__REQUIRED WORK__
Scale the point coordinates in the answers by 1.15 and round each one to the nearest whole number, with halves going up. Reproduce every line of the entries between the line holding "Might you point out the white ceramic" and the end of the entries, inclusive, requests included, and give only those lines.

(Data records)
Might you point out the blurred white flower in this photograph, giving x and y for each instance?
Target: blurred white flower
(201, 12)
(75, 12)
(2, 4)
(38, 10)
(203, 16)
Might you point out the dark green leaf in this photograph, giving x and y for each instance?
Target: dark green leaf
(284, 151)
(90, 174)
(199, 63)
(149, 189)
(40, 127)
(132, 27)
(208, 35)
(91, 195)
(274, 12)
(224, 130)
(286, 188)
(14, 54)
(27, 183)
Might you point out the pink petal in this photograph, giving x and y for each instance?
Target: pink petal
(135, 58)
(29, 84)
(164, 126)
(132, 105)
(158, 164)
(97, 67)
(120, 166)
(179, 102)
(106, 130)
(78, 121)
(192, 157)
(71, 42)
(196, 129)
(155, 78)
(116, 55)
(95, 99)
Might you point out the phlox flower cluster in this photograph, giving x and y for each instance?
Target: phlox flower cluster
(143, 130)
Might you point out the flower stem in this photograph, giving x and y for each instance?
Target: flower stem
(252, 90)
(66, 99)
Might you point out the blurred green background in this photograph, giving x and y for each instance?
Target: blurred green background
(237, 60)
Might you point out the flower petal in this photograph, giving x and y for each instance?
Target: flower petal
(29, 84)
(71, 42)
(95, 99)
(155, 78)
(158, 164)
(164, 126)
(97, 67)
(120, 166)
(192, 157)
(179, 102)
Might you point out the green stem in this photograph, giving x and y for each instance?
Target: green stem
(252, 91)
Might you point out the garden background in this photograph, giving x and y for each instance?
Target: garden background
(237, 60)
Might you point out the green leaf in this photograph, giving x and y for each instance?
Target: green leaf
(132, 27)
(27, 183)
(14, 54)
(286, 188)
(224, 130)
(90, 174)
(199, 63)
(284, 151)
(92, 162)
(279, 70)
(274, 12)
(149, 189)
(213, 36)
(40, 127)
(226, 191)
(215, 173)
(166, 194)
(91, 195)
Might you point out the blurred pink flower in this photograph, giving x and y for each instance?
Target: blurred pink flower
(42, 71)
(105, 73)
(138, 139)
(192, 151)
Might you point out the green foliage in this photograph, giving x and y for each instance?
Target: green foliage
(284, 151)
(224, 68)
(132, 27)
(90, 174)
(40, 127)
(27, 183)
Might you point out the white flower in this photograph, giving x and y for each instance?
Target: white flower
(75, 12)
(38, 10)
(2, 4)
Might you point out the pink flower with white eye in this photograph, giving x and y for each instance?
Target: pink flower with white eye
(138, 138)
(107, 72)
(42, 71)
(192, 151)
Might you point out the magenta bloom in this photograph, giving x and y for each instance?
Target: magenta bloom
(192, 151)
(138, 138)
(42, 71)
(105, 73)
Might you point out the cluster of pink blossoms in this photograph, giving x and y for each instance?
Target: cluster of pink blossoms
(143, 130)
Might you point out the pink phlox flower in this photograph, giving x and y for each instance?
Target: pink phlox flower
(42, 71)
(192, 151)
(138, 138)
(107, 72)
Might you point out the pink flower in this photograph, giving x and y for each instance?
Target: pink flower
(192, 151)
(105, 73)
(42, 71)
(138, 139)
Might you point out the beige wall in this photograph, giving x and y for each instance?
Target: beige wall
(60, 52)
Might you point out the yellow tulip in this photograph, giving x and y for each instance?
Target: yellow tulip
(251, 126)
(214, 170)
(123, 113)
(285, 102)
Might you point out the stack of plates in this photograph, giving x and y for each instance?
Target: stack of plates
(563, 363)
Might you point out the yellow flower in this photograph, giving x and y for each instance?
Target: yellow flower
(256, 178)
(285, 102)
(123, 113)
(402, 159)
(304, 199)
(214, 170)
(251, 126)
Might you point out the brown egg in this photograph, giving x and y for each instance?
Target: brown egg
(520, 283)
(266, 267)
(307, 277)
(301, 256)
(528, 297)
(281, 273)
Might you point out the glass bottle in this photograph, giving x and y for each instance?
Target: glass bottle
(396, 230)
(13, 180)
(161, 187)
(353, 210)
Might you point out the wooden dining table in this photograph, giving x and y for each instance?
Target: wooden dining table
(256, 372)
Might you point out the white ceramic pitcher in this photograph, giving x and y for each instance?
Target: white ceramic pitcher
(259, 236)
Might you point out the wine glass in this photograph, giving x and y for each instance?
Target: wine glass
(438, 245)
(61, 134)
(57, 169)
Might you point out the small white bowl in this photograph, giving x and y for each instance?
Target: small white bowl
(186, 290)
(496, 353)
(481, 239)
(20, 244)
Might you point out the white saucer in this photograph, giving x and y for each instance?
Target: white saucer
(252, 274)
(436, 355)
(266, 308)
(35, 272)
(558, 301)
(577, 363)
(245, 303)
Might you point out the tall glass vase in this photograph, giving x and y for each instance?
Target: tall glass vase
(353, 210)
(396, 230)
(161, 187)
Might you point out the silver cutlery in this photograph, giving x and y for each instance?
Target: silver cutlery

__IN RESPONSE__
Might you point out the white ceramic pitcher in this photograph, giving x and y for each instance?
Target: white ceramic pitcher
(298, 271)
Might you point out the wine glass in this photograph, giving x and y for each instance?
Target: wine glass
(504, 282)
(70, 154)
(66, 194)
Might you point out the small white bowl in this photograph, giving x and y for each instance?
Target: small white bowl
(214, 334)
(570, 406)
(553, 275)
(23, 281)
Might you point out the white saucer in this photograph, giving x and y for each instance?
Target: white saucer
(290, 315)
(501, 408)
(306, 354)
(40, 313)
(642, 346)
(664, 417)
(282, 348)
Might you point out the tall glass vase in this photograph, giving x and y for each instance?
Target: tall glass vase
(406, 242)
(455, 265)
(185, 215)
Might you point out the silver cutlery in this photograph, giving x and y for each instance?
Target: silver cutlery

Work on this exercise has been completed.